[SOURCE DOCUMENT — start]

AI & Data Privacy with Valerii Babushkin
Towards our online summit on June 10th, AI and Data Privacy we set down for an interview with Valerii Babushkin, WhatsApp User Data Privacy Tech Lead at Facebook, who will be joining the event.
How do you see privacy in 2021 in your line of work?
It's impossible to answer how I see privacy overall but in my line of work privacy is when you strive to store as little data as possible because you will have no problem with the data which you don’t have. So privacy in my line of work is not storing any data or using as little data as possible.
Let's look at voice recognition services for example. Voice assistants have to be listening to everything we say to know when to respond. How does the balance between privacy and convenience work?
Voice recognition services don’t always listen to what we are saying because it’s not feasible. It’s impossible in terms of computing power which is needed to process it, because you need a lot of computing power, a lot of expensive CPU and electricity to do that. Voice recognition services usually have 2 or 3 trigger words which they listen to. When these words trigger the device, it connects itself to the server, which has all the models that recognize speech. The device itself can’t recognize anything but 2 or 3 words. So it isn’t a big problem. If you want to be more protected, either don’t buy these devices, and if you do, make sure to switch off the microphone mechanically, it’s possible to do it on devices such as Alexa. But it doesn’t constantly listen to everything you say, the CPU inside these small devices can only recognize 2-3 words, which trigger the system and then the system connects to the server.
What do you see in the future to protect privacy from a policy perspective? from a technology perspective?
My field is machine learning and in machine learning we have many different areas of research to protect the privacy, like federated research, when there is no central place to gather all the data but each edge, each port, operates independently and sends just a small portion of output which later can be accumulated, so there is no data sharing. Another research area which is called differential privacy. It is a way to protect the data which has been used to train the machine learning models. For example, there is a model which is called GPT3 which has been trained by a huge amount of data, and as far as I remember, there was some kind of reverse engineering because these models remembered their training and they generated the text, so it’s technically possible to take this data from this model. There is another area of research to prevent that. That said, the answer to this question is related to the answer to the first question: the less data you have, or if you have no data, the data can’t be leaked and you won’t have any privacy issues with the data.
What about data sharing for machine learning that benefits all? For example, genetic info used for medical research and machine learning to find cures for cancer. Do we need to change privacy regulations to more easily enable such situations?
I would love to speed up these processes because I have a dream that my mother will live for the next 100 years, which is unfortunately impossible right now but I hope that it will become possible due to developments in the field of medicine. Of course it’s not that easy because what can be more sensitive than medical data? I think privacy regulations should be changed because the potential here is immense.

[SOURCE DOCUMENT — finish]

PROBLEM STATEMENT
Decide whether each statement agrees with the interview on AI and data privacy, answering yes or no and quoting the interview's deciding words. (a) A voice recognition device can recognize only two or three words by itself. (b) In federated research, all the data is gathered in one central place. (c) Valerii Babushkin thinks privacy regulations should stay as they are.

[DATA EXTRACTS — start]

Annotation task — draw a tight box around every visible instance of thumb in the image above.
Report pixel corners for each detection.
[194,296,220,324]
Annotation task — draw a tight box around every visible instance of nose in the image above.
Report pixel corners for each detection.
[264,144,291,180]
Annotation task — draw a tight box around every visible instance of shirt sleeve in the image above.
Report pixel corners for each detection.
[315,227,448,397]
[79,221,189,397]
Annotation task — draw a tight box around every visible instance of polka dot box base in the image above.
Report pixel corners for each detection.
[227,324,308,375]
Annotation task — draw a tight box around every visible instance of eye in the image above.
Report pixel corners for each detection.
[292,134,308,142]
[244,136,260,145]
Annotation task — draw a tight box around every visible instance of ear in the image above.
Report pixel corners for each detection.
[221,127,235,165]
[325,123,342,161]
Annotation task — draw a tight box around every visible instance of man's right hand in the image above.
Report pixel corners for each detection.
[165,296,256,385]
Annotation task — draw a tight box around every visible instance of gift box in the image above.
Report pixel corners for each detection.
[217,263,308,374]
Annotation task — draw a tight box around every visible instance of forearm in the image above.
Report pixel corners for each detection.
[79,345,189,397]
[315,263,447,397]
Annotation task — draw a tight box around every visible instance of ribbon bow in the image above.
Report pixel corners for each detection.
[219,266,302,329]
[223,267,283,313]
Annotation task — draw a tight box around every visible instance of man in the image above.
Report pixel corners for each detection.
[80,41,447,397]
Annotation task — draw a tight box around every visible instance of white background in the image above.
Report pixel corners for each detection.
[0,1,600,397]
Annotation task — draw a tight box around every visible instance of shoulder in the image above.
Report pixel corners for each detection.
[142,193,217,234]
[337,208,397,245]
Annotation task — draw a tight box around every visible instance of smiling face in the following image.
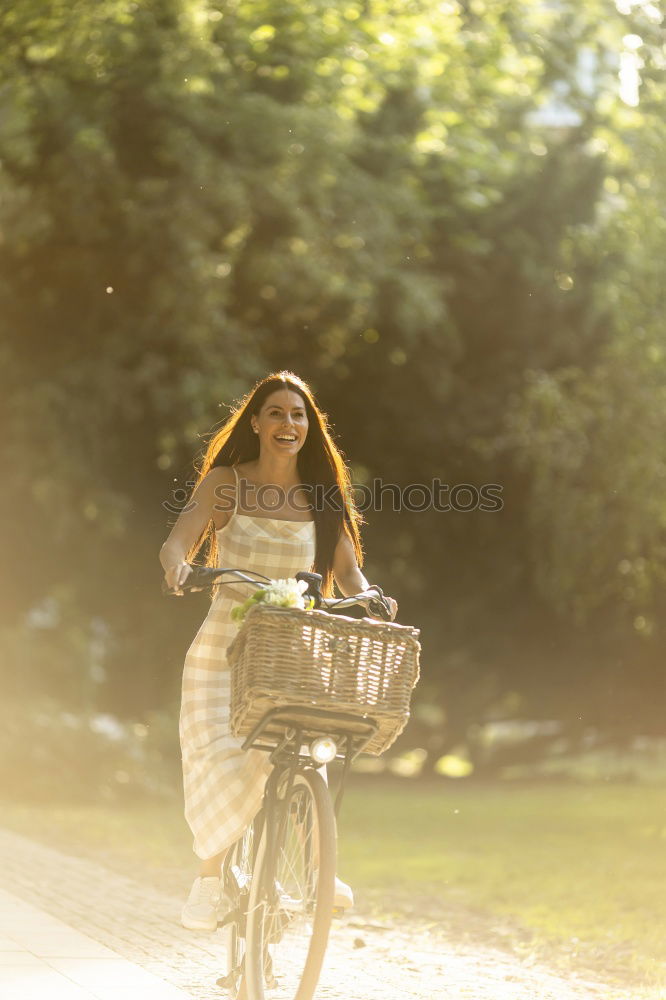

[DATA EXTRACTS — finish]

EXERCISE ANSWER
(a) Yes: "The device itself can’t recognize anything but 2 or 3 words."
(b) No: "when there is no central place to gather all the data"
(c) No: "I think privacy regulations should be changed because the potential here is immense."